__Task list__.
A. In the pilgrimage tips, what is the weight limit for the one checked bag?
B. Using the pilgrimage tips, explain why you should think of your return flight when packing your checked bag.

__Text section__.
══════════
3. Clothing: ascertain the weather of your destination. But bring jacket, umbrella, sunglasses, hat and comfortable shoes. Rain or shine, the tour goes on!

4. Baggage: 1 checked in of not more than 20 kilos. Remember you are going to buy souvenirs and other items, so think of your return flight. 1 handcarried that is light.

5. Hotels: usually checking in is by the tour guide, together with your baggages. Be always with the group in the lobby for the instructions. But in checking out, make sure that your baggage is placed in the bus. Return the room key to the reception desk.

6. Regarding water: you will be informed if water is safe for drinking. Provide with a small bottle for mineral water during the pilgrimage.

7. As chaplain, prepare ahead of time the copies of prayers which you will think the pilgrims will need: the Angelus, the Mysteries of the Rosary and the prayers used like the “O my Jesus” after the Glory be, the litany and prayer, the Hail, Holy Queen, etc. I also provided them copies for the morning and evening prayers for each day. Also, the Way of the Cross. The Mass formularies and a small mass kit. In Israel there is no need for Mass kit and vestments. The proper Mass formularies and readings are in the local missal. But you may have to prepare the Prayer of the Faithful. But be ready to celebrate the Mass in the hotel if unable to get a reservation in the holy places. The Mass kit will be needed outside of Israel.

8. Regarding the prayers, a booklet would be preferable. But for this occasion I produced the common prayers on one page and the Way of the Cross on a separate sheet. Then I distributed every morning the prayers for the day.


I have descriptions of most of the places to be visited, courtesy of guide books. I also prepared possible reflections on each site. I omitted them in this account for brevity sake. But if you will be a pilgrimage chaplain, I will be more than willing to assist you in orienting you to the place and to the preparations.
══════════
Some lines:

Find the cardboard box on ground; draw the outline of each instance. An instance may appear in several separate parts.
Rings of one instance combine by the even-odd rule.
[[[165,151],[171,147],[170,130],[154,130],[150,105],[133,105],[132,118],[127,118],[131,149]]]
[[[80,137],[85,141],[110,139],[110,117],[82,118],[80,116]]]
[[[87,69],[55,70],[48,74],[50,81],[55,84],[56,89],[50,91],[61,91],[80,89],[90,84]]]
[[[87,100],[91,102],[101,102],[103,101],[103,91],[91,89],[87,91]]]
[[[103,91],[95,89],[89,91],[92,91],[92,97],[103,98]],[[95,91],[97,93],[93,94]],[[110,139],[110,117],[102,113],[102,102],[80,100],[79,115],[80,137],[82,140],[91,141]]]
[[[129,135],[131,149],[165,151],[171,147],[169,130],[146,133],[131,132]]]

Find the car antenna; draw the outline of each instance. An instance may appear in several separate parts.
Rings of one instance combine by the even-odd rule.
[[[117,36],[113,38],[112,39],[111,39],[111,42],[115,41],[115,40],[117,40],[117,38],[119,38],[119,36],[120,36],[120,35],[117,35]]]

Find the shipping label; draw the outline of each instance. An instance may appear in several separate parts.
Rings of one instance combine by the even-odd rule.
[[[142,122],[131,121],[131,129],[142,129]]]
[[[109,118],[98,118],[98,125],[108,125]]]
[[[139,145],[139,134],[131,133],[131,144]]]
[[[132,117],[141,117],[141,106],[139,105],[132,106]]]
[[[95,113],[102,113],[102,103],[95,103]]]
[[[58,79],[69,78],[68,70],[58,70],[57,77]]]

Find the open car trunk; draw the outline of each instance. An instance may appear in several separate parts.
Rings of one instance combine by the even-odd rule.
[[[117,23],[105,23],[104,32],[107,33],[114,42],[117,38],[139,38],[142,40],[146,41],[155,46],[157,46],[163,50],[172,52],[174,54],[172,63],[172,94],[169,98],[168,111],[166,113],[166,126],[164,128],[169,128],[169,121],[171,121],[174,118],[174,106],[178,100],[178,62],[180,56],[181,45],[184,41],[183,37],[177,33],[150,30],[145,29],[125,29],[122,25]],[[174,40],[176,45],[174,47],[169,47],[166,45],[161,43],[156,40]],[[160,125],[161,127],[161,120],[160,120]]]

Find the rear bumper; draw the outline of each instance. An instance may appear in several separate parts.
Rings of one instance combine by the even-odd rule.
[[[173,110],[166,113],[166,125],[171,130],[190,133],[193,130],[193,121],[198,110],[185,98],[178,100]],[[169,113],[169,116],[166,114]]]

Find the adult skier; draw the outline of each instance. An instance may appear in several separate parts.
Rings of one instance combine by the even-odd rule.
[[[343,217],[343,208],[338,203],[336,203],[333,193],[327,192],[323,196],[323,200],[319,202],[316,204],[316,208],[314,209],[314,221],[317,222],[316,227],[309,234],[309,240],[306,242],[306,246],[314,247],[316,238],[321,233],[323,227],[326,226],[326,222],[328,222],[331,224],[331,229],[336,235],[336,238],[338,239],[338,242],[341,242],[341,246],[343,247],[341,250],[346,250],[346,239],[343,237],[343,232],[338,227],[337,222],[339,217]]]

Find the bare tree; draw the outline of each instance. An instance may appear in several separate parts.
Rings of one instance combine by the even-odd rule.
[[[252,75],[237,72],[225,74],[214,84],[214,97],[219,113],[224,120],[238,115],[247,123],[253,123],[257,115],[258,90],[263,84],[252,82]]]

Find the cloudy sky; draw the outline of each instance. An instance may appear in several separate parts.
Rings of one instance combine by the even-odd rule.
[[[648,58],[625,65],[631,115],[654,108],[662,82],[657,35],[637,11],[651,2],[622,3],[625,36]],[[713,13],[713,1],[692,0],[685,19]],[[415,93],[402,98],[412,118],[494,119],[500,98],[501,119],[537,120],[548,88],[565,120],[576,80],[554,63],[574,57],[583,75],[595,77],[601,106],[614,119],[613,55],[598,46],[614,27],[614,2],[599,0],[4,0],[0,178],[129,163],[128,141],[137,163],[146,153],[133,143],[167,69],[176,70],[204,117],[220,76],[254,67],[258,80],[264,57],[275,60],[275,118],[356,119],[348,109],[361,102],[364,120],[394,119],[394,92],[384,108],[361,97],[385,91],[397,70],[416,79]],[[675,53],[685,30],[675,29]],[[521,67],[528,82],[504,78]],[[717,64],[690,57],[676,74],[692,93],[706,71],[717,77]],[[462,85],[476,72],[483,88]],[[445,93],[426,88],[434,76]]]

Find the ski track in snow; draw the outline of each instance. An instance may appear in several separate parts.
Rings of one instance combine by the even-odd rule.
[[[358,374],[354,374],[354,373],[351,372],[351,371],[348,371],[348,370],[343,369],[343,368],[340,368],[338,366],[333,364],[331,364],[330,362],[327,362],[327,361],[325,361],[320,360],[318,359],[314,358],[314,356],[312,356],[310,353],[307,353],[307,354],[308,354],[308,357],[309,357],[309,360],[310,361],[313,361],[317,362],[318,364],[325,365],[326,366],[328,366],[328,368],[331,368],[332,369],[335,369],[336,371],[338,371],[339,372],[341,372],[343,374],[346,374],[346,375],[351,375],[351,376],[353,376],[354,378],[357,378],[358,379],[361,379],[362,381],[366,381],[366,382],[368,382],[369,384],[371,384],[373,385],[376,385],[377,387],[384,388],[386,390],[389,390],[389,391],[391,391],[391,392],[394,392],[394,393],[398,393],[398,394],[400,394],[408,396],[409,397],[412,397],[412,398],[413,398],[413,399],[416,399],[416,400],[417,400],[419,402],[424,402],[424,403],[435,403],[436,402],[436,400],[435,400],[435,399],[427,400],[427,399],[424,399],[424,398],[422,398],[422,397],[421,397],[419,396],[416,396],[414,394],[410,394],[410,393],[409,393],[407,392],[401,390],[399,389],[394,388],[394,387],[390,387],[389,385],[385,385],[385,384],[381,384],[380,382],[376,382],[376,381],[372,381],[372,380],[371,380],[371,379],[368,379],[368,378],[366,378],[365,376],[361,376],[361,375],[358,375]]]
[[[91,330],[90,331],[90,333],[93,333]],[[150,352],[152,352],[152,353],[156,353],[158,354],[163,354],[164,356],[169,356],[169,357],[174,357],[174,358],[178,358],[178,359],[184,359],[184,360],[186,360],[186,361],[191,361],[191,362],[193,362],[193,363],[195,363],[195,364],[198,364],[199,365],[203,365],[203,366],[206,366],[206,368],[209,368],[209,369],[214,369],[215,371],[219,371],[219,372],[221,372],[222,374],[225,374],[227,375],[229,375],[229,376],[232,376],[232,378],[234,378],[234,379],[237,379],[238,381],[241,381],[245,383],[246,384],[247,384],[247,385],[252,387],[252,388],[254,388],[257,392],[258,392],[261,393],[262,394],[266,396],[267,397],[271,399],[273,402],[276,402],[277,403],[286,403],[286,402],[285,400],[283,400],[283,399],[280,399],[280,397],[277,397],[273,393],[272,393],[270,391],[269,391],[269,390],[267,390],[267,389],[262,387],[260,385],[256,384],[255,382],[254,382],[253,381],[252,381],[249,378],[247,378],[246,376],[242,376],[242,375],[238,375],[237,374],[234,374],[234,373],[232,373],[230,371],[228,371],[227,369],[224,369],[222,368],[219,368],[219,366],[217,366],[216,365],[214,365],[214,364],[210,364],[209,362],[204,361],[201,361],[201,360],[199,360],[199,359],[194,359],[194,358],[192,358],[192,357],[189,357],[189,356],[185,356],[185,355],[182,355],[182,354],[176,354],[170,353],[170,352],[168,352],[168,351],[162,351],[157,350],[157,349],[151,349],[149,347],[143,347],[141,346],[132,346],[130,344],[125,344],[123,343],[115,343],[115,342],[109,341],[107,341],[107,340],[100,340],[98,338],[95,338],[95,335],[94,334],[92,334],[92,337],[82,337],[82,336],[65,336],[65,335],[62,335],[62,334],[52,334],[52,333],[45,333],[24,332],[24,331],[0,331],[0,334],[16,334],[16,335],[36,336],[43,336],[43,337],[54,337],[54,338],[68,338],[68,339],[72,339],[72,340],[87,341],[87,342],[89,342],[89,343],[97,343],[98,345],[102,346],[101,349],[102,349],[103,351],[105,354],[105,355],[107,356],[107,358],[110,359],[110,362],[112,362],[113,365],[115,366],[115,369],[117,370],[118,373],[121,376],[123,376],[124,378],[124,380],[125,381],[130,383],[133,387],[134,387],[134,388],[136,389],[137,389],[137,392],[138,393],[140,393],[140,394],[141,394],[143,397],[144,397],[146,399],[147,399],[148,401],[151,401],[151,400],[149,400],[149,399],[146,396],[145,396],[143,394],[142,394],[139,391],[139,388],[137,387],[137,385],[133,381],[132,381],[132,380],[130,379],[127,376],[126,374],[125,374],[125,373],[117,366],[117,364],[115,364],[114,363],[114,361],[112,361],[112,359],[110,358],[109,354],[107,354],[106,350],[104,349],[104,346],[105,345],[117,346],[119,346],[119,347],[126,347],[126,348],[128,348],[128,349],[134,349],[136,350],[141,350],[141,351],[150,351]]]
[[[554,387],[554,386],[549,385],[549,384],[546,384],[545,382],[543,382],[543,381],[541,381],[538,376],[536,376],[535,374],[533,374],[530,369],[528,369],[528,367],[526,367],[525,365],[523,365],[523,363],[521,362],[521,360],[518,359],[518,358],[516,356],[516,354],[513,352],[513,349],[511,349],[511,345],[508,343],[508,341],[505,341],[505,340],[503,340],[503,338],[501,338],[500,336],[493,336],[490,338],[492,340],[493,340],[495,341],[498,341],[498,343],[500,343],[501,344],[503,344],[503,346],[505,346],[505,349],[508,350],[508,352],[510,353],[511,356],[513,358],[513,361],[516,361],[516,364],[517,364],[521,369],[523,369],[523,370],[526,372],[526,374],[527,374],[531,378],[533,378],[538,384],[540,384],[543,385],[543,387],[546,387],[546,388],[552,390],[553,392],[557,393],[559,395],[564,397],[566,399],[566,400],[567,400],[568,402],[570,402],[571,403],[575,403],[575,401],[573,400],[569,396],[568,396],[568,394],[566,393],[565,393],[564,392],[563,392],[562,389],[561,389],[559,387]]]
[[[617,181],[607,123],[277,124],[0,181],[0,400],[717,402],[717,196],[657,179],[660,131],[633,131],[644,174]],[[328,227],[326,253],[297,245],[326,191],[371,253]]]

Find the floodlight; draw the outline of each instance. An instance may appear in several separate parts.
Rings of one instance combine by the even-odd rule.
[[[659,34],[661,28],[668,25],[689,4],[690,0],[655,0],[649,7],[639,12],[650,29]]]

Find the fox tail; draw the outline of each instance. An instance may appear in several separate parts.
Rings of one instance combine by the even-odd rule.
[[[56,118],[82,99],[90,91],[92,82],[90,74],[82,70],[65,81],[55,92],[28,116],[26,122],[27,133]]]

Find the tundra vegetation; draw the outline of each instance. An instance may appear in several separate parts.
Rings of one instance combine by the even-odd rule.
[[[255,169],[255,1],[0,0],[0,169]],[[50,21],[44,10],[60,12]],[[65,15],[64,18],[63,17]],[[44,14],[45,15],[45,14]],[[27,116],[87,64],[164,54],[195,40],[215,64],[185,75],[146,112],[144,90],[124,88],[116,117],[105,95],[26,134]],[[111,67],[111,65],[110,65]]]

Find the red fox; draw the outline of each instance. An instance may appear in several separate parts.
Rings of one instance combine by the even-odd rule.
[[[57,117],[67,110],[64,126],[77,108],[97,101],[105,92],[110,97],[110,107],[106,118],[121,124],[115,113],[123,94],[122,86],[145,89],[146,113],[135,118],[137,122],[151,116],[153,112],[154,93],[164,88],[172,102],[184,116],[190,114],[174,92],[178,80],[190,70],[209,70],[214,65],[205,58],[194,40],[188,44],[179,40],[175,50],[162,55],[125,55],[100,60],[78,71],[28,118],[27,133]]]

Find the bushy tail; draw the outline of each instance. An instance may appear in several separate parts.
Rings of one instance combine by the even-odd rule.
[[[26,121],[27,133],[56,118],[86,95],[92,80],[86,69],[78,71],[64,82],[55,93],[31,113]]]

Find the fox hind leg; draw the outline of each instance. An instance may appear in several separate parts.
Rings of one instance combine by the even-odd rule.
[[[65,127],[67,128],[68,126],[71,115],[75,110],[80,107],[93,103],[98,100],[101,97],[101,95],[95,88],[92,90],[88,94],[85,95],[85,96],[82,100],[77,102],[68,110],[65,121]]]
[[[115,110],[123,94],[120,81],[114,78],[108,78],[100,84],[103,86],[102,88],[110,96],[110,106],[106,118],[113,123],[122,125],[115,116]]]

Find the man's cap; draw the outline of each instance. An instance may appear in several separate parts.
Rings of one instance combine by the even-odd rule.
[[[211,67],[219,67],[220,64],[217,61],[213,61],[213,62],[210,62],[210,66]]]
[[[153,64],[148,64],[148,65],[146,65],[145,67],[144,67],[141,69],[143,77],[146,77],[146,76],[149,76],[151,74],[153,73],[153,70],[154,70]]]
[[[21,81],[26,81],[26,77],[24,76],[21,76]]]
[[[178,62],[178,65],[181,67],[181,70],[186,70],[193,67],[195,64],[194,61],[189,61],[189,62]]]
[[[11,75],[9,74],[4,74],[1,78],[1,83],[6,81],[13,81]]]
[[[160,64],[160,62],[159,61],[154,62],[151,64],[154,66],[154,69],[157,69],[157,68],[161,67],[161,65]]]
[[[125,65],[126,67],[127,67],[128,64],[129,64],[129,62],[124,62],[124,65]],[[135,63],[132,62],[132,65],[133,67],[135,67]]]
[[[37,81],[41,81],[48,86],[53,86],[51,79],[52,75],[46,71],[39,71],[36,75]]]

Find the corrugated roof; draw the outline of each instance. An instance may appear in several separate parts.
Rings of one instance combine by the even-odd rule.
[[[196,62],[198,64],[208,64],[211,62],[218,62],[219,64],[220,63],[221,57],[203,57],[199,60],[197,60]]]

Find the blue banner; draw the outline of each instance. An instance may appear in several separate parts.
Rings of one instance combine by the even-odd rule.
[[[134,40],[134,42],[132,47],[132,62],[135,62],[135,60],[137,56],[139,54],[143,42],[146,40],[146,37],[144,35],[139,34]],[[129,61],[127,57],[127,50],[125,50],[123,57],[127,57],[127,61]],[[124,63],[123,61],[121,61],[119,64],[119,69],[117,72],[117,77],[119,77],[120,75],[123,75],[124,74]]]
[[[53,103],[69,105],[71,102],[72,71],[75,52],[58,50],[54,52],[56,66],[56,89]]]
══════════
__Solutions by task__.
A. Not more than 20 kilos.

B. You are going to buy souvenirs and other items on the trip. The checked bag may be no more than 20 kilos, so those purchases must also fit within that limit on the way home.